● EXCERPTED PASSAGE:
MongoDB-compatible Python client for KeraDB - a lightweight embedded NoSQL database with vector search

These details have not been verified by PyPI

Project links

Project description

KeraDB Python SDK

A MongoDB-compatible Python client for KeraDB - a lightweight, embedded NoSQL document database with advanced vector search capabilities.

Features

MongoDB-Compatible API: Familiar API for easy migration from MongoDB
Embedded Database: No server required, runs directly in your application
Vector Search: Built-in HNSW-based vector similarity search
Multiple Distance Metrics: Cosine, Euclidean, Dot Product, Manhattan
Vector Compression: Delta and quantized compression for efficient storage
Zero Dependencies: Pure Python with no external dependencies for document operations
High Performance: Written in Rust with Python bindings via FFI
ACID Transactions: Full transaction support for data integrity

Installation

From PyPI (when published)

pip install keradb

From Source

First, build the native KeraDB library:

cd ../../../  # Navigate to project root
cargo build --release

Install the Python package:

cd sdks/python
pip install -e .

For Development

pip install -e ".[dev]"

Quick Start

Basic Document Operations

import keradb

# Connect to database (creates if doesn't exist)
client = keradb.connect("mydb.ndb")
db = client.database()
users = db.collection("users")

# Insert documents
result = users.insert_one({"name": "Alice", "age": 30, "email": "alice@example.com"})
print(f"Inserted ID: {result.inserted_id}")

# Find documents
user = users.find_one({"_id": result.inserted_id})
all_users = users.find().all()

# Update documents
users.update_one(
    {"_id": result.inserted_id},
    {"$set": {"age": 31}}
)

# Delete documents
users.delete_one({"_id": result.inserted_id})

# Close connection
client.close()

Using Context Manager

import keradb

with keradb.connect("mydb.ndb") as client:
    db = client.database()
    users = db.collection("users")
    
    users.insert_one({"name": "Bob", "age": 25})
    count = users.count_documents({})
    print(f"Total users: {count}")

Vector Search

import keradb
import random
import math

# Generate a random normalized embedding
def generate_embedding(dimensions):
    vec = [random.random() * 2 - 1 for _ in range(dimensions)]
    norm = math.sqrt(sum(x * x for x in vec))

● DATASET CONTENT:
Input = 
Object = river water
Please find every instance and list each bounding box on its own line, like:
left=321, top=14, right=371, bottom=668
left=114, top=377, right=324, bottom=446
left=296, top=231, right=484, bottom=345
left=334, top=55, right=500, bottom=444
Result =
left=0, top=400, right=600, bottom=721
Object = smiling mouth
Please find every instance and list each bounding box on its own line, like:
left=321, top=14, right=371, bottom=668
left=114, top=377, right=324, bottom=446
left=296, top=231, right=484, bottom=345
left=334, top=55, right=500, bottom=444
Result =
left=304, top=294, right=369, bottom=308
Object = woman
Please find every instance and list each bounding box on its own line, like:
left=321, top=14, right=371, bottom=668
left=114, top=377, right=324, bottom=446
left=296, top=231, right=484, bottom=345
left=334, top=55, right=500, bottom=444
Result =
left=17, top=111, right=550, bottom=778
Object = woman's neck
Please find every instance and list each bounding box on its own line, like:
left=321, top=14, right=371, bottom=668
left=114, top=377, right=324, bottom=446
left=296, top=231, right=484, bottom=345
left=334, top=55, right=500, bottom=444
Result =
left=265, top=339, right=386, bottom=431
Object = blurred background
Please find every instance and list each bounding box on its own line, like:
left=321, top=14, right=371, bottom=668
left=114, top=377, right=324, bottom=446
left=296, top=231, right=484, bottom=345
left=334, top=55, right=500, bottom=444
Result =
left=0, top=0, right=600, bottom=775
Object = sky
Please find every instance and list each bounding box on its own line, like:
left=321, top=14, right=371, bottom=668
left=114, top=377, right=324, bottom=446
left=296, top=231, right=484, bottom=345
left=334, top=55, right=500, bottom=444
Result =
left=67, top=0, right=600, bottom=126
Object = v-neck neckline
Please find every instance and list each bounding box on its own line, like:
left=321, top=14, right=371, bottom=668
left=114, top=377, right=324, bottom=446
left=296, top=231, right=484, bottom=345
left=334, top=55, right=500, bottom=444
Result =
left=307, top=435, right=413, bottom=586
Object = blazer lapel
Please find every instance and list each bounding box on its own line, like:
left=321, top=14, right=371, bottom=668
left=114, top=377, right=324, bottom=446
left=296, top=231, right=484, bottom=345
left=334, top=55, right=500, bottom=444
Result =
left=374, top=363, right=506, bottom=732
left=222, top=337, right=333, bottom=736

● PROBLEM DESCRIPTION: Continue the KeraDB Python SDK page, starting right after its last line.

● RESPONSE BELOW:
    return [x / norm for x in vec]

# Connect and create vector collection
client = keradb.connect("vectors.ndb")

config = keradb.VectorConfig(
    dimensions=128,
    distance=keradb.Distance.COSINE,
    m=16,
    ef_construction=200,
    ef_search=50,
).with_delta_compression()

client.create_vector_collection("articles", config)

# Insert vectors with metadata
embedding = generate_embedding(128)
vector_id = client.insert_vector(
    "articles",
    embedding,
    {"title": "Machine Learning Basics", "category": "tech"}
)

# Search for similar vectors
query = generate_embedding(128)
results = client.vector_search("articles", query, k=10)

for result in results:
    print(f"[{result.rank}] {result.document.metadata['title']}")
    print(f"    Score: {result.score:.4f}")

# Get statistics
stats = client.vector_stats("articles")
print(f"Vectors: {stats.vector_count}, Memory: {stats.memory_usage:,} bytes")

client.close()

API Reference

Client

`keradb.connect(path: str) -> Client`

Create or open a KeraDB database.

Parameters:

path: Path to the database file

Returns: Client instance

Database

`client.database(name: Optional[str] = None) -> Database`

Get a database instance. The name parameter is optional and kept for MongoDB compatibility.

`database.collection(name: str) -> Collection`

Get a collection by name.

`database.list_collection_names() -> List[str]`

Get a list of all collection names.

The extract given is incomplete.